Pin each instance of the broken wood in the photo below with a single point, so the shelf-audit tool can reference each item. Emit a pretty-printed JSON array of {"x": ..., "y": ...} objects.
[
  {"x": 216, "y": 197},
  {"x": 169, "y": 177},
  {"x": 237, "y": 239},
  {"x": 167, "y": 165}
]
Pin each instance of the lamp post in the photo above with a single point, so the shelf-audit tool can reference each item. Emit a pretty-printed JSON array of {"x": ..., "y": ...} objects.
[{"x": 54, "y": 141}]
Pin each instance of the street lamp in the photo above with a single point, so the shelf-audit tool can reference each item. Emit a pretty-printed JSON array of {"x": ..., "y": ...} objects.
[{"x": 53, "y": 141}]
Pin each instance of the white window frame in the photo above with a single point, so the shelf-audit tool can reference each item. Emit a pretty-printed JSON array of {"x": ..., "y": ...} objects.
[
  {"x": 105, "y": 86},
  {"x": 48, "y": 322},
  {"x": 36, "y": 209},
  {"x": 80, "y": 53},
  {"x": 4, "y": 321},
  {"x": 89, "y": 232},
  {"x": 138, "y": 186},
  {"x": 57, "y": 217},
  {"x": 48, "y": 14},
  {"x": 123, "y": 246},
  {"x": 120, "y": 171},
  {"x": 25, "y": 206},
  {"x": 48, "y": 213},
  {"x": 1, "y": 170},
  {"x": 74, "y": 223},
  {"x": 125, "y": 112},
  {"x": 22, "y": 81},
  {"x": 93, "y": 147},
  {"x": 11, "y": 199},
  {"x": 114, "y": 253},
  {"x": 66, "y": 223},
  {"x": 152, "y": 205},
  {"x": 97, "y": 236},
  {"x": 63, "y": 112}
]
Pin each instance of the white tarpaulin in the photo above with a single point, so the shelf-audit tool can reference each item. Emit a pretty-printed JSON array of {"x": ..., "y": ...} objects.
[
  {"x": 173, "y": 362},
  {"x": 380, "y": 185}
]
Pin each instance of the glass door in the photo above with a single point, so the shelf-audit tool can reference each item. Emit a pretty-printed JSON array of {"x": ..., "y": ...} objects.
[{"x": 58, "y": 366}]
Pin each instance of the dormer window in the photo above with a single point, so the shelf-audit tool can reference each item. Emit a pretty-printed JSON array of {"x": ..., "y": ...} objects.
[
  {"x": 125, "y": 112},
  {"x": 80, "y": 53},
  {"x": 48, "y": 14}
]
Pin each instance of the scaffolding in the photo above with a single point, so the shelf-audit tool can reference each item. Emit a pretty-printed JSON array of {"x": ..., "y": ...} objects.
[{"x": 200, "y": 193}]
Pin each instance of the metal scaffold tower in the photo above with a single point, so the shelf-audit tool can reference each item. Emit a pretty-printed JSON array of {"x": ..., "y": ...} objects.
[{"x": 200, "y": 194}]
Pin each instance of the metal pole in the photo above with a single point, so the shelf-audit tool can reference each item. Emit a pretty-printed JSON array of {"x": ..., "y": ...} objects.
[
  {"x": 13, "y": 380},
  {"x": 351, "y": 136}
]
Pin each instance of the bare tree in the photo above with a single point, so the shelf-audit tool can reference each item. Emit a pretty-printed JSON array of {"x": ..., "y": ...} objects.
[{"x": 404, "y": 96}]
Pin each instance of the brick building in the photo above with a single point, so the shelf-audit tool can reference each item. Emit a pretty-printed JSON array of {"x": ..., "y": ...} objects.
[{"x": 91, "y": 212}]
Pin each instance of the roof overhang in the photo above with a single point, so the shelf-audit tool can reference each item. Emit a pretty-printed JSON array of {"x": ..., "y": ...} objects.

**GIVEN INSTRUCTION:**
Print the whole listing exactly as it is.

**IN RESPONSE:**
Pin each instance of the broken wood in the photo below with a single point, so the shelf-audit tool can reference each item. Emit a pretty-printed JSON array of {"x": ..., "y": ...} objects.
[
  {"x": 216, "y": 197},
  {"x": 169, "y": 177},
  {"x": 237, "y": 239},
  {"x": 167, "y": 165}
]
Pin each instance of the lamp post in the photo above with a single point, so the shelf-audit tool can reference each item. Emit a pretty-printed JSON array of {"x": ..., "y": ...} objects.
[{"x": 54, "y": 141}]
Pin each instance of the street lamp in the photo above with a single point, so the shelf-audit tool can reference each item. Emit a pretty-printed JSON array of {"x": ..., "y": ...} objects.
[{"x": 53, "y": 141}]
Pin each instance of the white window frame in the photo above with a single point, so the shelf-audit tool can reference each item. Emit a pretty-printed JSON array of {"x": ..., "y": ...} objects.
[
  {"x": 105, "y": 86},
  {"x": 48, "y": 322},
  {"x": 36, "y": 209},
  {"x": 80, "y": 53},
  {"x": 4, "y": 321},
  {"x": 89, "y": 232},
  {"x": 138, "y": 186},
  {"x": 57, "y": 217},
  {"x": 48, "y": 14},
  {"x": 123, "y": 246},
  {"x": 120, "y": 171},
  {"x": 25, "y": 206},
  {"x": 48, "y": 213},
  {"x": 1, "y": 170},
  {"x": 74, "y": 223},
  {"x": 125, "y": 112},
  {"x": 22, "y": 81},
  {"x": 93, "y": 147},
  {"x": 11, "y": 199},
  {"x": 114, "y": 253},
  {"x": 66, "y": 223},
  {"x": 152, "y": 205},
  {"x": 97, "y": 236},
  {"x": 63, "y": 112}
]
Pin each instance of the white tarpaulin in the photo above with a single point, so the shelf-audit tool can reference each item. Emit a pretty-printed JSON array of {"x": ..., "y": ...} objects.
[
  {"x": 173, "y": 362},
  {"x": 380, "y": 185}
]
Pin each instance of the glass door in the photo above with a single point, so the shelf-audit tool can reference each item. Emit a pretty-printed JSON array of {"x": ..., "y": ...} objects.
[{"x": 58, "y": 366}]
Pin each instance of the dormer window in the photo above with a single point, so the shelf-audit tool can reference each item. Emit a pretty-printed JSON array of {"x": ..., "y": ...} objects.
[
  {"x": 125, "y": 112},
  {"x": 80, "y": 53},
  {"x": 48, "y": 14}
]
Pin each instance of the scaffolding in the photo above with a single point, so the shelf-audit tool can reference each item. Emit a pretty-printed JSON array of {"x": ..., "y": ...} objects.
[{"x": 200, "y": 193}]
Pin each instance of the metal scaffold tower in the photo above with a single point, so the shelf-audit tool can reference each item. Emit a pretty-printed JSON array of {"x": ..., "y": ...} objects.
[{"x": 200, "y": 194}]
Pin each instance of the metal pole in the photo above with a single point, so the shelf-audit tool can reference each item. Emit a pretty-printed JSON array of {"x": ..., "y": ...} objects.
[
  {"x": 13, "y": 380},
  {"x": 351, "y": 136}
]
Pin each instance of the bare tree in the photo above with a single point, so the shelf-audit tool can reference each item. Emit a pretty-printed JSON array of {"x": ..., "y": ...} objects.
[{"x": 404, "y": 96}]
Pin each instance of the brick building in the photo above with a single point, so the shelf-audit tool can reference each item. Emit a pretty-printed JSON array of {"x": ..., "y": ...} objects.
[{"x": 91, "y": 212}]
Pin each instance of the roof overhang in the photo above with a single point, so the shelf-audit tool can reference each item. Emit a pretty-printed JSON array of {"x": ..., "y": ...} objects.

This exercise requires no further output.